» PROVIDED ENTRIES

• • • • •

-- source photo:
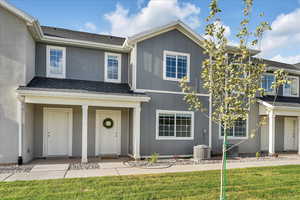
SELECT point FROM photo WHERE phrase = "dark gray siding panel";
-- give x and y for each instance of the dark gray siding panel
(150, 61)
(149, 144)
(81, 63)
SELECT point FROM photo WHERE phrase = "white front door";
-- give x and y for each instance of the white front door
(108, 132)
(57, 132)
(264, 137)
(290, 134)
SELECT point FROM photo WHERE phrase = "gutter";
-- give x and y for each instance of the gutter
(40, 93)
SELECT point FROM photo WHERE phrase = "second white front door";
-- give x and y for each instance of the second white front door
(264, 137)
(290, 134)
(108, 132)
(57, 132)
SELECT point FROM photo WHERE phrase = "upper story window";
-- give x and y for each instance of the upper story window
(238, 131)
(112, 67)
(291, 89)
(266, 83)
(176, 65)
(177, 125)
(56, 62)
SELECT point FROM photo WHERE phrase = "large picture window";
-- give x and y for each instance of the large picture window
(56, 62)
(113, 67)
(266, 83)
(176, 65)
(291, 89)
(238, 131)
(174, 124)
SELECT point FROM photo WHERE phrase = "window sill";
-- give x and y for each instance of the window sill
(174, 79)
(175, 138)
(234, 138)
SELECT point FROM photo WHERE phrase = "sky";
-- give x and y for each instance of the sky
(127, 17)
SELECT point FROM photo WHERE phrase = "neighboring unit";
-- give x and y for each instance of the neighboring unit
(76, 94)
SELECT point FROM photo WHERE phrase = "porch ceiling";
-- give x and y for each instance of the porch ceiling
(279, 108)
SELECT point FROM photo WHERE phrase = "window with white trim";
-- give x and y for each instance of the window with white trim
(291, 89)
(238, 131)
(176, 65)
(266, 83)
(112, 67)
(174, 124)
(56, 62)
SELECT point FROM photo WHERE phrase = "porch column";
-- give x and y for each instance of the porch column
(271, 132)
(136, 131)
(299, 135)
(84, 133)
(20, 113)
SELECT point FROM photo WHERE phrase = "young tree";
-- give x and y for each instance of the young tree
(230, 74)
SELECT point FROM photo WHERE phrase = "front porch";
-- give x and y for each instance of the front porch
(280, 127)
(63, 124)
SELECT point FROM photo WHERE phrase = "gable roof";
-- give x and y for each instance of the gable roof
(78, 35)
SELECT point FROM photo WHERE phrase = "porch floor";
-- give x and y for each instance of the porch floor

• • • • •

» WORK ORDER
Every line containing the word "floor" must be copied from the material above.

» EXERCISE OUTPUT
SELECT point FROM photo WHERE phrase = "porch floor";
-- give x and y for each instance of the porch floor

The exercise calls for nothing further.